WHAT IS REQUIRED = Copy out all of the records below word for word, keeping every line unchanged.

DATA FOR THIS EXERCISE =
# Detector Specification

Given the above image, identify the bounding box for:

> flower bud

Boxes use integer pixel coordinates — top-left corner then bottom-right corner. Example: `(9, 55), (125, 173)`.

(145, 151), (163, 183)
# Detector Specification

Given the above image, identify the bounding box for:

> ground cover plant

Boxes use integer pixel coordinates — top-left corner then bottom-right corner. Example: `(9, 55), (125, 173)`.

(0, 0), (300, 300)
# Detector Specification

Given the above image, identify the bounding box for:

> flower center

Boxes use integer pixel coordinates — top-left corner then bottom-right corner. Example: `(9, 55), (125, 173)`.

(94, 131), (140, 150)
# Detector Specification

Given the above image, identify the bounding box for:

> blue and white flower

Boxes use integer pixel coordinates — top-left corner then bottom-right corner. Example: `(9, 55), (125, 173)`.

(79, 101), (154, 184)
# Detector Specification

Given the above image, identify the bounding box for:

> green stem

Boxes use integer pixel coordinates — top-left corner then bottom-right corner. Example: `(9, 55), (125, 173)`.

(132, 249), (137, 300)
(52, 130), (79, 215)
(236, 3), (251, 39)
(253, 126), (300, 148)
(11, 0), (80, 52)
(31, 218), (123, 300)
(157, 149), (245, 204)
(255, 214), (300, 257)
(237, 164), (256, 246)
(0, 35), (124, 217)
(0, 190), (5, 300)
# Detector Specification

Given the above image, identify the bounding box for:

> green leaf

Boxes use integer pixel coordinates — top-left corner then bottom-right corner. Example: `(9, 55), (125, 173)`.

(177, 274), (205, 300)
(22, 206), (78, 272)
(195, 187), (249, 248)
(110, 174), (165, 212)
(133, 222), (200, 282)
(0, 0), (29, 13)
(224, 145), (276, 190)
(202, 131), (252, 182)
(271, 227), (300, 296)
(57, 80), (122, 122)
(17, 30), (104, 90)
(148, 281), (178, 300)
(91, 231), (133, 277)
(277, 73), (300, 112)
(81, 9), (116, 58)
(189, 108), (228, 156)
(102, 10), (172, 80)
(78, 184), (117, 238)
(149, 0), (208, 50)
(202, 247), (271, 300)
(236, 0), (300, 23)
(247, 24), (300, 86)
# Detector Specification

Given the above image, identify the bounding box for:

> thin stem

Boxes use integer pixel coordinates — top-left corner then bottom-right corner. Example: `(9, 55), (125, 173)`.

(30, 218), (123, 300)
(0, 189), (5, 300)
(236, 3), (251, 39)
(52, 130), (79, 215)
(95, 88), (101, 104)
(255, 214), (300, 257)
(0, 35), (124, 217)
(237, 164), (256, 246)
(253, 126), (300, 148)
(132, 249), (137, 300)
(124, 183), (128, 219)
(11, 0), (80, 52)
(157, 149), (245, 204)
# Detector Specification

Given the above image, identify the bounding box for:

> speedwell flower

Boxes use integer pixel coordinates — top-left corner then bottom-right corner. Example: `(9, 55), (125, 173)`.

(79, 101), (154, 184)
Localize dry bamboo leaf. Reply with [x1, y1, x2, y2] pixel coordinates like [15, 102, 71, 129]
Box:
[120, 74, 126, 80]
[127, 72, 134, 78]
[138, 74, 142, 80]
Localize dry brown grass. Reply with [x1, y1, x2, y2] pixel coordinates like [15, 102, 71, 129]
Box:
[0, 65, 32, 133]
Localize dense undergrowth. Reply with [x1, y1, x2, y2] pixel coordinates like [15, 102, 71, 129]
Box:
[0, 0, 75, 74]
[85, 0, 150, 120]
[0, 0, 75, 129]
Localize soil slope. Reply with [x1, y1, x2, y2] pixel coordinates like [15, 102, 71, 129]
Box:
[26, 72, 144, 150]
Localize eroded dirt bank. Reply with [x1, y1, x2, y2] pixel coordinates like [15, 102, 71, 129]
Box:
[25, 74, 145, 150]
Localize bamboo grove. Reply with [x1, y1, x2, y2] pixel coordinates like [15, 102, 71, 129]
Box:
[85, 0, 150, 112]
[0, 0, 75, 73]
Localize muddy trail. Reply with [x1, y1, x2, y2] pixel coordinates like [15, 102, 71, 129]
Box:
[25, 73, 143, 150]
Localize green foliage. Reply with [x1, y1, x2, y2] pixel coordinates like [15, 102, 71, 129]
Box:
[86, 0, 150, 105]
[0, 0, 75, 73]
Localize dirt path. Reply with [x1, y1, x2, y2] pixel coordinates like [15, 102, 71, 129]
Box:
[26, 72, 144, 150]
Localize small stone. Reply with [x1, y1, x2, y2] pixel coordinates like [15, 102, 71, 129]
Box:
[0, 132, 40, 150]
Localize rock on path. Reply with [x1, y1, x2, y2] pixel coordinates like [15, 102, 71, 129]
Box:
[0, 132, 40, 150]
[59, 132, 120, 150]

EXERCISE RESPONSE =
# Detector Specification

Given the above image, identify the bounding box for:

> flower bud

Boxes use integer pixel coordinates — top-left corner then bottom-right corner. Example: `(9, 55), (125, 173)`.

(145, 151), (163, 183)
# Detector Specification

Given the above image, identify the bounding box for:

> ground cover plant

Boxes use integer pixel coordinates — top-left corner then bottom-right corner. Example: `(9, 55), (125, 173)`.

(0, 0), (300, 300)
# Detector Specification

Given the above image, identify the bounding box for:

> flower center

Boxes use integer pixel coordinates — top-left corner then bottom-right corner. Example: `(9, 55), (125, 173)`.

(94, 131), (140, 150)
# Detector Specification

Given the above image, identify the bounding box for:

> blue and white flower

Boxes use integer pixel coordinates — top-left corner then bottom-right corner. Example: `(9, 55), (125, 173)`.

(79, 101), (154, 184)
# Detector Specification

Given the above image, identify the bounding box for:

> green stem

Boxes use integer pixel coordinates — top-left corner then bottom-right corner. Example: `(9, 55), (125, 173)`.

(132, 249), (137, 300)
(52, 130), (79, 215)
(236, 3), (251, 39)
(253, 126), (300, 148)
(11, 0), (80, 52)
(31, 218), (123, 300)
(157, 149), (245, 204)
(255, 214), (300, 257)
(237, 164), (256, 246)
(0, 35), (124, 217)
(0, 190), (5, 300)
# Detector Specification

Given the above image, identify the bounding box for:

> green leaf

Boxes use integer pixel coordinates — top-left corner then bottom-right corner. Example: `(9, 55), (125, 173)`.

(177, 274), (205, 300)
(22, 206), (78, 272)
(195, 187), (249, 248)
(110, 174), (165, 212)
(133, 222), (200, 282)
(0, 0), (29, 13)
(224, 145), (276, 190)
(202, 131), (252, 182)
(271, 227), (300, 296)
(57, 80), (122, 122)
(17, 30), (104, 90)
(148, 281), (178, 300)
(91, 231), (133, 277)
(277, 73), (300, 112)
(81, 9), (116, 58)
(189, 108), (228, 156)
(102, 10), (172, 80)
(78, 184), (117, 238)
(149, 0), (208, 50)
(202, 247), (271, 300)
(236, 0), (300, 23)
(247, 24), (300, 86)
# Detector Specification

Given the above image, identify the bounding box for:

> thin stem

Boxes use integer pixel coordinates — top-left corner then bottom-right corner. Example: `(9, 55), (125, 173)`.

(30, 218), (123, 300)
(0, 189), (5, 300)
(236, 3), (251, 39)
(52, 130), (79, 215)
(95, 88), (101, 104)
(255, 214), (300, 257)
(0, 35), (124, 217)
(237, 164), (256, 246)
(253, 126), (300, 148)
(132, 249), (137, 300)
(124, 183), (128, 219)
(11, 0), (80, 52)
(157, 149), (245, 204)
# Detector Specification

Given the above image, identify the bounding box for:

> speedwell flower

Boxes use integer pixel coordinates — top-left corner then bottom-right corner. Example: `(9, 55), (125, 173)`.

(79, 101), (154, 184)
Localize dry bamboo leaf. Reply with [x1, y1, x2, y2] pixel coordinates like [15, 102, 71, 129]
Box:
[120, 74, 126, 80]
[127, 72, 134, 78]
[138, 74, 142, 80]
Localize dry brown grass. Reply with [x1, y1, x2, y2] pixel coordinates like [15, 102, 71, 129]
Box:
[0, 65, 32, 133]
Localize dense undergrowth. Reply with [x1, y1, x2, y2] pixel coordinates like [15, 102, 71, 129]
Box:
[0, 0, 75, 74]
[85, 0, 150, 120]
[0, 0, 75, 129]
Localize soil slope. Reply with [x1, y1, x2, y2] pixel coordinates like [15, 102, 71, 129]
Box:
[26, 72, 144, 150]
Localize eroded dirt bank. Reply with [x1, y1, x2, y2] pixel coordinates like [15, 102, 71, 129]
Box:
[25, 74, 145, 150]
Localize bamboo grove. Reply with [x1, y1, x2, y2] pixel coordinates like [15, 102, 71, 129]
Box:
[85, 0, 150, 112]
[0, 0, 75, 73]
Localize muddy trail. Reply with [x1, y1, x2, y2] pixel coordinates like [15, 102, 71, 129]
Box:
[25, 73, 143, 150]
Localize green foliage. Reply with [x1, y1, x2, y2] pixel coordinates like [15, 102, 71, 129]
Box:
[86, 0, 150, 105]
[0, 0, 75, 73]
Localize dirt path. Reply with [x1, y1, x2, y2] pixel coordinates like [15, 102, 71, 129]
Box:
[26, 72, 144, 150]
Localize small stone. Reply with [x1, y1, x2, y2] pixel coordinates like [15, 102, 71, 129]
Box:
[0, 132, 40, 150]
Localize rock on path. Reply with [x1, y1, x2, y2] pixel coordinates like [15, 102, 71, 129]
Box:
[0, 132, 40, 150]
[59, 132, 120, 150]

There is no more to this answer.